The demobilisation of the Australian military after World War II involved discharging almost 600,000 men and women from the military, supporting their transition to civilian life and reducing the three armed services to peacetime strengths. Planning for the demobilisation process began in 1942 and thousands of servicemen and women were discharged in the last years of the war in response to shortages of labour in the domestic war economy. The general demobilisation of the military began in October 1945 and was completed in February 1947. The demobilisation process was largely successful, but some military personnel stationed in the South West Pacific complained that their repatriation to Australia was too slow.

The disposal of surplus military equipment took place at the same time as the size of the services was being reduced. The disposal process was managed to limit its economic impact. Most equipment was transferred to other government agencies, sold or destroyed by the end of 1949.

**Natural language region descriptions:**
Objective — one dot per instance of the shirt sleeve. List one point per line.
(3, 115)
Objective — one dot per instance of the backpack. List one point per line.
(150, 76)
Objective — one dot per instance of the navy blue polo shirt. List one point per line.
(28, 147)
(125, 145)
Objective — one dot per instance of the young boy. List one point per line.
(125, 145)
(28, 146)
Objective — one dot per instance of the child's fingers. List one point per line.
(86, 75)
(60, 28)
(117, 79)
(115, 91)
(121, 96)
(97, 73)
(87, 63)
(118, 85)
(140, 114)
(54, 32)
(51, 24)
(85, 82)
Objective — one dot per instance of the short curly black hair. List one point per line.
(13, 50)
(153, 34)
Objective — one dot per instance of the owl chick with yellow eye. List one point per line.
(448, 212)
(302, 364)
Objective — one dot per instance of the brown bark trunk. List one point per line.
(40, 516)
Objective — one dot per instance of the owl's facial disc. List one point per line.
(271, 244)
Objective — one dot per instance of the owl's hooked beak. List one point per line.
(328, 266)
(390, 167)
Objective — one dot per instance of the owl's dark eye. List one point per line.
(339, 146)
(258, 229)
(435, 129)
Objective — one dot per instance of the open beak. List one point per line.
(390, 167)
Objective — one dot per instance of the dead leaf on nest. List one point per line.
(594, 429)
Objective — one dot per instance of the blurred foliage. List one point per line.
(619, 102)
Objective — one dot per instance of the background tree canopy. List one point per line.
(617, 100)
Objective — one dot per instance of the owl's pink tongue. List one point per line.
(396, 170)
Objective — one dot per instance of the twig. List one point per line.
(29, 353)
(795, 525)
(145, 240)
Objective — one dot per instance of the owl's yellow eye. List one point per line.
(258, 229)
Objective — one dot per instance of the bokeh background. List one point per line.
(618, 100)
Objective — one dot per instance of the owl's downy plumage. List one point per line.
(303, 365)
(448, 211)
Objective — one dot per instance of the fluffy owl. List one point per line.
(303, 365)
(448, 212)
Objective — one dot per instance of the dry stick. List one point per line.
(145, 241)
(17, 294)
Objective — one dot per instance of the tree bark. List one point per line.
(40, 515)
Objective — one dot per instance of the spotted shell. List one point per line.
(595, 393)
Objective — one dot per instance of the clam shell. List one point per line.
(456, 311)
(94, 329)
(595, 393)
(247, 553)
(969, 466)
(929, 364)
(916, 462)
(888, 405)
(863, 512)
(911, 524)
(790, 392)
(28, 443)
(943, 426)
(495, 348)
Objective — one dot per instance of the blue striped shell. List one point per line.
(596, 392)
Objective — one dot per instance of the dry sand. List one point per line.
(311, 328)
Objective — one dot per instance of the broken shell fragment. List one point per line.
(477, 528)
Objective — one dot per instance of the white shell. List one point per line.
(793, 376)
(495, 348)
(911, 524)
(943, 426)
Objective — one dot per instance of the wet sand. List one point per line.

**Your tasks:**
A – According to the passage on Australian demobilization after World War II, when did the general demobilization of the military begin, and when was it completed?
B – Pick up the passage on Australian demobilization after World War II and carry it on from its last sentence.

**Responses per task:**
A – It began in October 1945 and was completed in February 1947.

B –
==Planning==

Planning for the demobilisation of the Australian military began at the end of 1942 when the Department of Post-War Reconstruction was formed. The department was involved with drawing up plans for determining veterans' entitlements and the assistance which would be provided to discharged personnel to help them settle into civilian life. That included planning the delivery of training, housing and ensuring that jobs were available. An important consideration was to ensure that civilian employment opportunities were created at an appropriate rate as the size of the military was reduced. It was decided to achieve that by continuing many wartime economic regulations such as price controls to limit inflation and direct resources to where the Australian Government believed they were most needed.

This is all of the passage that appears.